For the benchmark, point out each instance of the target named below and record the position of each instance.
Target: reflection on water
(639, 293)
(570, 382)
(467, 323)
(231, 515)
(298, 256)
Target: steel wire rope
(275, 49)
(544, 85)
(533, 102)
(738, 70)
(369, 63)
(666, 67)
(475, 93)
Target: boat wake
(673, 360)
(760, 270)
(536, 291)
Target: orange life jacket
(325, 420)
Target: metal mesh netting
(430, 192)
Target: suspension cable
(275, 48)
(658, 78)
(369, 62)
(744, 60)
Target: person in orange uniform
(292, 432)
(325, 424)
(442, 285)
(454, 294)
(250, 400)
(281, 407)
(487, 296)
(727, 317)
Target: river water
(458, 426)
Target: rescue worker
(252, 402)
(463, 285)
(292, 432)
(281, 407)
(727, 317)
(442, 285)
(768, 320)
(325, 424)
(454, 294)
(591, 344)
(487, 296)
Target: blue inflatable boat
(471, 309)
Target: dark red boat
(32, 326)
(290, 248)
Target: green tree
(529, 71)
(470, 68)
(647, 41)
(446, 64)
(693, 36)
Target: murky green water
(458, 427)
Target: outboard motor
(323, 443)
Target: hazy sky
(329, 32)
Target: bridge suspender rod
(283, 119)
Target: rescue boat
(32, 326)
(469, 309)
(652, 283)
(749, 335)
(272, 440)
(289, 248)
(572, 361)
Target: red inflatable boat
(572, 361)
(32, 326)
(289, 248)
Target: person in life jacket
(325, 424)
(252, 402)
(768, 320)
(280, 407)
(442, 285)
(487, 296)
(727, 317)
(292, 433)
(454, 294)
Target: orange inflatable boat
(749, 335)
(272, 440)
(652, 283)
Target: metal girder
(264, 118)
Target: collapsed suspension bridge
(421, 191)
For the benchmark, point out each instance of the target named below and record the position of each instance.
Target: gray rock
^^^^^^^^
• STATED GOAL: Using the material above, extract the line that contains "Target: steel wire rope" and every line after it, exactly as given; stop at the last line.

• SOLUTION TO THIS TASK:
Target: steel wire rope
(275, 49)
(544, 85)
(533, 102)
(738, 70)
(369, 63)
(666, 67)
(475, 93)
Target: boat wake
(673, 360)
(760, 270)
(536, 291)
Target: orange life jacket
(325, 420)
Target: metal mesh netting
(430, 192)
Target: suspension cable
(275, 48)
(658, 78)
(369, 62)
(744, 60)
Target: person in orange uniform
(292, 432)
(325, 424)
(442, 285)
(454, 294)
(250, 400)
(281, 407)
(487, 296)
(727, 317)
Target: river water
(458, 426)
Target: rescue worker
(252, 402)
(463, 285)
(292, 432)
(281, 407)
(727, 317)
(442, 285)
(768, 320)
(325, 424)
(454, 294)
(591, 344)
(487, 296)
Target: blue inflatable boat
(471, 309)
Target: dark red boat
(32, 326)
(290, 248)
Target: green tree
(529, 71)
(470, 68)
(647, 41)
(446, 64)
(693, 36)
Target: murky green water
(458, 427)
Target: outboard motor
(323, 443)
Target: hazy sky
(329, 32)
Target: bridge suspender rod
(283, 119)
Target: rescue boat
(32, 326)
(469, 309)
(652, 283)
(749, 335)
(272, 440)
(289, 248)
(572, 361)
Target: red inflatable boat
(572, 361)
(32, 326)
(289, 248)
Target: person in life jacket
(325, 424)
(252, 402)
(768, 320)
(280, 407)
(442, 285)
(487, 296)
(727, 317)
(292, 433)
(454, 294)
Target: orange inflatable boat
(749, 335)
(272, 440)
(652, 283)
Target: metal girder
(264, 118)
Target: collapsed suspension bridge
(421, 191)
For the benchmark, point out each instance of the target named below and record the position of each instance.
Target: gray rock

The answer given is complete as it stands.